- GIVEN INSTRUCTION
Reproduce every row below without changing a single character.

-------- DATA SHOWN

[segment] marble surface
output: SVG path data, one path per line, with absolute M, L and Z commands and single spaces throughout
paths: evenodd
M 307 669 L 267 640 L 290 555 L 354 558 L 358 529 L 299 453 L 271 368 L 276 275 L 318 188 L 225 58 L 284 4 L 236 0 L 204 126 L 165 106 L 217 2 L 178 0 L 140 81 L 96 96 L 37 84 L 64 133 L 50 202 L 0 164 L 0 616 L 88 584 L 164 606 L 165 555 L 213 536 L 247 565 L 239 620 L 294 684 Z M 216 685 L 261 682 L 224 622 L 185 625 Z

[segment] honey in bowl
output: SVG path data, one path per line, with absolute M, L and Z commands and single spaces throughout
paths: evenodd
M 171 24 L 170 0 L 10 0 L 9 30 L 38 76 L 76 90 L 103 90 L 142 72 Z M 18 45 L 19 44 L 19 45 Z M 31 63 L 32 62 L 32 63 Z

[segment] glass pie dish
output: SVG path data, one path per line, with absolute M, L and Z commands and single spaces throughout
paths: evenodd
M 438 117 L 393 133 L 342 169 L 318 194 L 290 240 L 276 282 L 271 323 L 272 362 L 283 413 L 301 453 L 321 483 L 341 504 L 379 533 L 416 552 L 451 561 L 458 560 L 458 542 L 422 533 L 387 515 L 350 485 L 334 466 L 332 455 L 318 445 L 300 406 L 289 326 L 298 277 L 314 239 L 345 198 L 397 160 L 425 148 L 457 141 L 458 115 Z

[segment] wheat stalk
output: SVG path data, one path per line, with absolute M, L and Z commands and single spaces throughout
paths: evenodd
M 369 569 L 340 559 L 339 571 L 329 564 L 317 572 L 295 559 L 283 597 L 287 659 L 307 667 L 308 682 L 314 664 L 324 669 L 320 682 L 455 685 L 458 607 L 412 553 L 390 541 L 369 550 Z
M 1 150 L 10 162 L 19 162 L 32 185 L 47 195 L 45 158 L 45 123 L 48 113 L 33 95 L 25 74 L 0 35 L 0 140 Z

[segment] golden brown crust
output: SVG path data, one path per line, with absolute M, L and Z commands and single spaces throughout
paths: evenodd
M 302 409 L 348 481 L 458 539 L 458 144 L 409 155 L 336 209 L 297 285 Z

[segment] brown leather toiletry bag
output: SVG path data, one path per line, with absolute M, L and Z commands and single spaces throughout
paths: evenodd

----------------

- SOLUTION FOR THIS PROBLEM
[segment] marble surface
output: SVG path data, one path per line, with absolute M, L and Z commands and single spaces throughout
paths: evenodd
M 307 669 L 267 640 L 290 555 L 354 558 L 358 529 L 299 453 L 271 368 L 276 275 L 318 188 L 225 58 L 284 4 L 236 0 L 204 126 L 165 106 L 217 2 L 178 0 L 140 81 L 96 96 L 37 84 L 64 133 L 50 202 L 0 164 L 0 616 L 88 584 L 164 606 L 165 555 L 213 536 L 247 565 L 239 620 L 294 684 Z M 216 685 L 261 682 L 224 622 L 185 625 Z

[segment] honey in bowl
output: SVG path data, one path per line, with absolute M, L and Z commands and single spaces throughout
paths: evenodd
M 171 24 L 170 0 L 10 0 L 9 30 L 38 76 L 76 90 L 103 90 L 142 72 Z M 18 45 L 19 44 L 19 45 Z M 31 63 L 32 62 L 32 63 Z

[segment] glass pie dish
output: SVG path data, one path per line, with absolute M, L and Z commands and single spaces throughout
paths: evenodd
M 438 117 L 393 133 L 342 169 L 318 194 L 290 240 L 276 282 L 271 323 L 272 362 L 283 413 L 301 453 L 321 483 L 341 504 L 379 533 L 416 552 L 451 561 L 458 560 L 458 542 L 422 533 L 387 515 L 350 485 L 334 466 L 332 455 L 318 445 L 300 406 L 289 326 L 298 277 L 314 239 L 345 198 L 397 160 L 425 148 L 457 141 L 458 115 Z

[segment] wheat stalk
output: SVG path data, one path per line, with absolute M, L and Z commands and single spaces throughout
paths: evenodd
M 369 569 L 340 559 L 339 571 L 329 564 L 317 572 L 295 559 L 283 597 L 287 659 L 307 667 L 308 682 L 314 664 L 324 669 L 320 682 L 455 685 L 458 607 L 412 553 L 390 541 L 369 550 Z
M 1 150 L 10 162 L 19 162 L 32 185 L 47 195 L 45 158 L 45 123 L 48 113 L 33 95 L 25 74 L 0 35 L 0 140 Z

[segment] golden brown crust
output: SVG path data, one path per line, with absolute M, L and Z commands and single spaces throughout
paths: evenodd
M 302 409 L 348 481 L 458 539 L 458 144 L 409 155 L 336 209 L 297 285 Z

[segment] brown leather toiletry bag
output: SVG path data, one path per line, with absolute M, L and Z commands and single spaces throughout
paths: evenodd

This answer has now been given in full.